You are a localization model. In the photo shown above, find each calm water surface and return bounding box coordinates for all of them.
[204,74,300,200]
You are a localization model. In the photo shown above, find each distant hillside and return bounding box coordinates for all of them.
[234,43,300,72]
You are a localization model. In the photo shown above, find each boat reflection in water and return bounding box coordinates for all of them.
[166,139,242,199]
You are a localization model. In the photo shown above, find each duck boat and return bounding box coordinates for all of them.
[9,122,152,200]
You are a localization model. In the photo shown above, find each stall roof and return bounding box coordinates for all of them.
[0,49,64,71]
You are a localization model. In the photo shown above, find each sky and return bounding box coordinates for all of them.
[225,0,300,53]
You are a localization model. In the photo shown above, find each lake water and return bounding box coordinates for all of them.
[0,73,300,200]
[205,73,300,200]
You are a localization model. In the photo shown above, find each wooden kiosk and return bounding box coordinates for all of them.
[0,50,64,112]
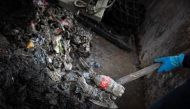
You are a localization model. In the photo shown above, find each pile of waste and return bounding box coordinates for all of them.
[0,0,125,109]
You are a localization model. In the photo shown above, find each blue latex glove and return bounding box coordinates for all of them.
[154,53,185,73]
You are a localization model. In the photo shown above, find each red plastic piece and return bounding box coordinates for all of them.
[99,76,111,90]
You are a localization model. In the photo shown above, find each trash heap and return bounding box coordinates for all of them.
[0,0,125,109]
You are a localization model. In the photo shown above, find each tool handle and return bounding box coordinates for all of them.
[117,63,160,85]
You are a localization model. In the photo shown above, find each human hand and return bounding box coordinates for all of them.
[154,53,185,74]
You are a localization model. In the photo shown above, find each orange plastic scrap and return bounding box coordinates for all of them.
[26,40,34,48]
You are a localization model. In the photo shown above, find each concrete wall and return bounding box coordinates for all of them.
[138,0,190,66]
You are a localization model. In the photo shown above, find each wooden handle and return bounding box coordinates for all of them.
[117,63,160,85]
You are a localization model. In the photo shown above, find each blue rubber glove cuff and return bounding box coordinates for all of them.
[154,53,185,73]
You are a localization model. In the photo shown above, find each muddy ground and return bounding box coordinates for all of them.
[0,0,190,109]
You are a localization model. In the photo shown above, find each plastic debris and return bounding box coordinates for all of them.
[26,40,34,48]
[53,35,64,53]
[0,0,124,109]
[94,75,125,97]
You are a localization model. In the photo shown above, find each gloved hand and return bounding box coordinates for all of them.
[154,53,185,73]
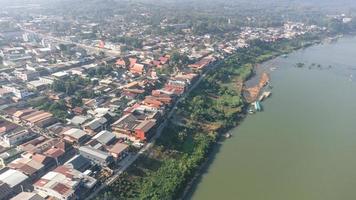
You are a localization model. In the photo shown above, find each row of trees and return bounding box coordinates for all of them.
[51,76,90,96]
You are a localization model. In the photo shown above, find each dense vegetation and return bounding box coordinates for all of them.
[97,32,326,200]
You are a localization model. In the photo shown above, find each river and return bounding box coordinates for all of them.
[187,37,356,200]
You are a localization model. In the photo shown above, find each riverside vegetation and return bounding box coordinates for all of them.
[97,32,334,200]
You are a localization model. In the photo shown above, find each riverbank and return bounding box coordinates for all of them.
[94,32,334,199]
[186,34,356,200]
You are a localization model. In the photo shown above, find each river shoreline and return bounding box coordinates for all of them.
[179,35,340,200]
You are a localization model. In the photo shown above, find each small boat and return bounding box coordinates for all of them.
[270,67,277,72]
[259,91,272,101]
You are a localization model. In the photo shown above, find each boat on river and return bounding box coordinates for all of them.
[259,91,272,101]
[253,101,262,111]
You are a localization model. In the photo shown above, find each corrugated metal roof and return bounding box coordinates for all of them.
[0,169,28,187]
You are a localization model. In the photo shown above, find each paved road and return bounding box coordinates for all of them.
[19,25,121,56]
[86,61,221,200]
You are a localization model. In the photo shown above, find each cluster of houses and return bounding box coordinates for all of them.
[0,7,332,200]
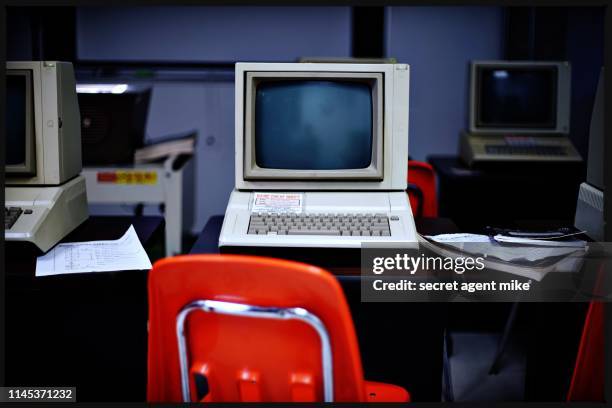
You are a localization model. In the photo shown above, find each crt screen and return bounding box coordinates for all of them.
[477,68,557,128]
[6,75,26,165]
[255,80,372,170]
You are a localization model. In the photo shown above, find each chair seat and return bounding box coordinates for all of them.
[365,381,411,402]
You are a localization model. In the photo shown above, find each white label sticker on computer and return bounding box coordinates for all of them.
[251,193,304,214]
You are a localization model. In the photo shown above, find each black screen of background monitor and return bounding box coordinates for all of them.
[5,75,27,165]
[477,67,557,129]
[255,80,373,170]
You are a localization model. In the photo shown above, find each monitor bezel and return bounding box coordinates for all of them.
[243,71,384,181]
[469,61,571,136]
[4,69,36,176]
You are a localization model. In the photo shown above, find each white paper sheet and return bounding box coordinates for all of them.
[251,193,304,214]
[36,225,151,276]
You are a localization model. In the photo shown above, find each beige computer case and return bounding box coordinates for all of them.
[6,61,81,185]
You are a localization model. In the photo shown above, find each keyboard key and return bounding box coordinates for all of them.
[287,229,340,235]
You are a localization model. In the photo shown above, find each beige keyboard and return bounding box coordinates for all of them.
[248,213,393,237]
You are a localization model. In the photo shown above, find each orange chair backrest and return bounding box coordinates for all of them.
[147,255,366,402]
[408,160,438,217]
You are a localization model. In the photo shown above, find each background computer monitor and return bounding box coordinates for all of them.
[5,61,81,185]
[77,83,151,166]
[236,63,409,190]
[470,61,571,135]
[5,70,36,176]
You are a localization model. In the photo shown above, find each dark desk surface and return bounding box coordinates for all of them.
[191,214,587,401]
[6,217,584,401]
[5,217,164,401]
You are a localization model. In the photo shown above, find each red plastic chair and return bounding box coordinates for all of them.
[147,255,410,402]
[406,160,438,217]
[567,262,609,402]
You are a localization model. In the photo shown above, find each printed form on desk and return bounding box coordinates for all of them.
[36,225,151,276]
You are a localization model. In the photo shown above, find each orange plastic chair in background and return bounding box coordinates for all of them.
[406,160,438,217]
[147,255,410,402]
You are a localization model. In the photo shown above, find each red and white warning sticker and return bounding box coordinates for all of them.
[251,193,304,214]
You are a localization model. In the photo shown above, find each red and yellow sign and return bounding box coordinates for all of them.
[97,170,157,184]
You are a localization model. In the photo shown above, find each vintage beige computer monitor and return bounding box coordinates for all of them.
[460,61,582,165]
[4,61,88,251]
[219,63,416,249]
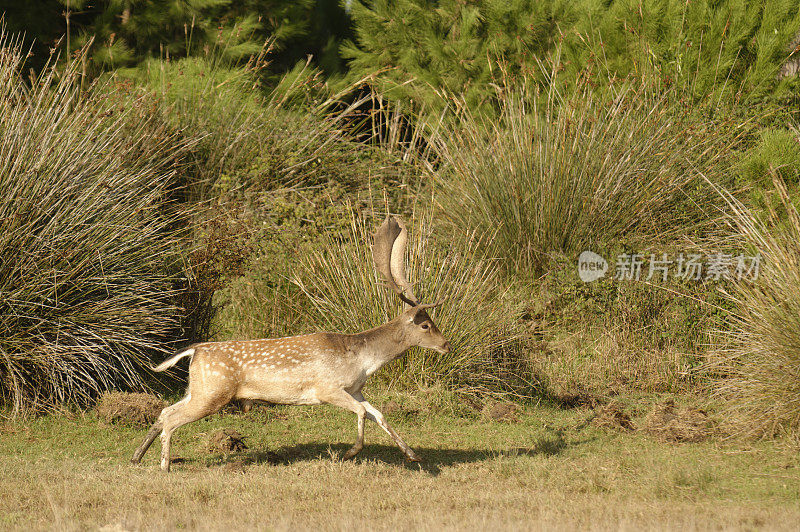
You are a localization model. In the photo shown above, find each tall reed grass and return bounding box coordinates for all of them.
[434,84,742,273]
[710,171,800,438]
[0,34,186,415]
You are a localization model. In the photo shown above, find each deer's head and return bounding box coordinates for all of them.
[372,216,450,353]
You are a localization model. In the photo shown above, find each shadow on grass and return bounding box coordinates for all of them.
[198,433,579,475]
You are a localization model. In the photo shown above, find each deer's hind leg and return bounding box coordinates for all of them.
[156,392,233,472]
[319,390,367,460]
[131,396,189,464]
[353,392,420,462]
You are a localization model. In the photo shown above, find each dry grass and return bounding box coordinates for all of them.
[0,404,800,530]
[95,392,167,426]
[643,399,716,442]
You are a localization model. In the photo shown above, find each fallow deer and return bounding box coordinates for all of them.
[131,216,450,471]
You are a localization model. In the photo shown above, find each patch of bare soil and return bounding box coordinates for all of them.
[482,401,522,423]
[95,392,167,426]
[643,399,715,442]
[206,429,247,453]
[591,401,636,431]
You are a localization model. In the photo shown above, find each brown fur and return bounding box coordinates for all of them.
[131,216,450,471]
[132,307,450,471]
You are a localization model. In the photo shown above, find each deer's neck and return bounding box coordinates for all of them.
[351,319,412,374]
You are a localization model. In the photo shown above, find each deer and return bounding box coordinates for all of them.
[131,215,450,472]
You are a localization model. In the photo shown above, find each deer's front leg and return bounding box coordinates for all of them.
[320,390,367,460]
[353,392,420,462]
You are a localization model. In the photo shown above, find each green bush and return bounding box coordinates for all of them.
[739,129,800,189]
[342,0,800,112]
[712,176,800,437]
[0,35,185,414]
[434,86,744,275]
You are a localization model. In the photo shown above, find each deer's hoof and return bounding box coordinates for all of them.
[342,447,361,460]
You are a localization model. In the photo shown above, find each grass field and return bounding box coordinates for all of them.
[0,397,800,530]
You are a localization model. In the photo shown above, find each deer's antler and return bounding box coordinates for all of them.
[372,216,419,307]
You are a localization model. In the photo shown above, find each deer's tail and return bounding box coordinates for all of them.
[151,347,194,371]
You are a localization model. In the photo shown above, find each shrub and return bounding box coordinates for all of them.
[294,211,535,395]
[435,86,741,274]
[712,174,800,437]
[0,35,183,414]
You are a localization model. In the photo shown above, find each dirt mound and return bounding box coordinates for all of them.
[206,429,247,453]
[95,392,167,425]
[592,402,636,430]
[553,391,605,408]
[483,401,522,422]
[643,399,714,442]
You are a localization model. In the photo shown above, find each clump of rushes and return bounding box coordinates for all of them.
[434,84,743,274]
[294,212,536,396]
[0,34,189,415]
[713,172,800,438]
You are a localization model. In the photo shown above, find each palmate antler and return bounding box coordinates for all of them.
[372,215,443,309]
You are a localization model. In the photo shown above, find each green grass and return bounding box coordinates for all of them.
[433,83,747,278]
[0,402,800,530]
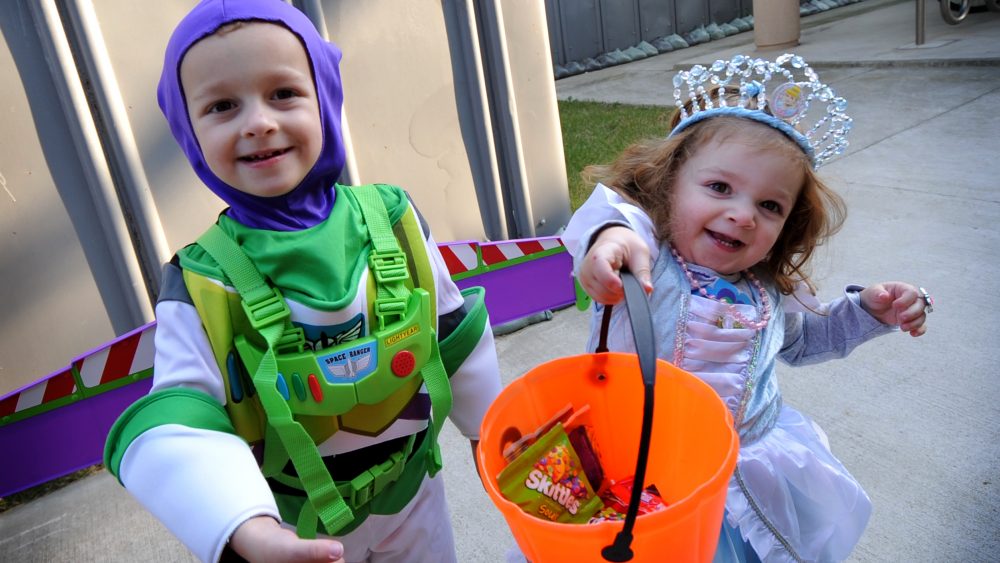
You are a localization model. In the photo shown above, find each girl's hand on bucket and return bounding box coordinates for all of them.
[861,282,927,336]
[229,516,344,563]
[579,226,653,305]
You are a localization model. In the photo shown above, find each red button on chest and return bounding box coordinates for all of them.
[389,350,417,377]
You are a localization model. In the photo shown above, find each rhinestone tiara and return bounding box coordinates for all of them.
[670,53,853,168]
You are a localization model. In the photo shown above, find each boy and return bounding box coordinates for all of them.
[105,0,500,561]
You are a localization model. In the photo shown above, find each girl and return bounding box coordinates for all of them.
[563,55,931,561]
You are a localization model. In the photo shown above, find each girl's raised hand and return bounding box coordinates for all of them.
[861,282,927,336]
[229,516,344,563]
[579,227,653,305]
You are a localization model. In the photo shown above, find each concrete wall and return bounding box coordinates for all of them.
[0,0,570,395]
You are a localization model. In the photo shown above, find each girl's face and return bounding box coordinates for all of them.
[669,135,804,274]
[180,23,323,197]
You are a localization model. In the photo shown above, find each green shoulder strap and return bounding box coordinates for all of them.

▶ **Your task**: Copy out the records word for word, starting with the very first line and going on through the line with "[0,49,64,71]".

▶ **Reply**:
You are a localization model. In the photo shown above, find each calm water surface and return bounding box coordinates for all of them.
[204,74,300,200]
You are a localization model. In the photo shown above, find each distant hillside and return bounding box coordinates for all of them.
[234,43,300,72]
You are a localization model. In the photo shown above, find each boat reflection in water and return bounding box coordinates for all of them.
[166,139,242,199]
You are a localization model. In the photo shown above, find each duck boat and return bounding box coordinates for all of them.
[9,122,152,200]
You are a localization model. In the photo shown above, find each stall roof and return bounding box coordinates for all of them.
[0,49,64,71]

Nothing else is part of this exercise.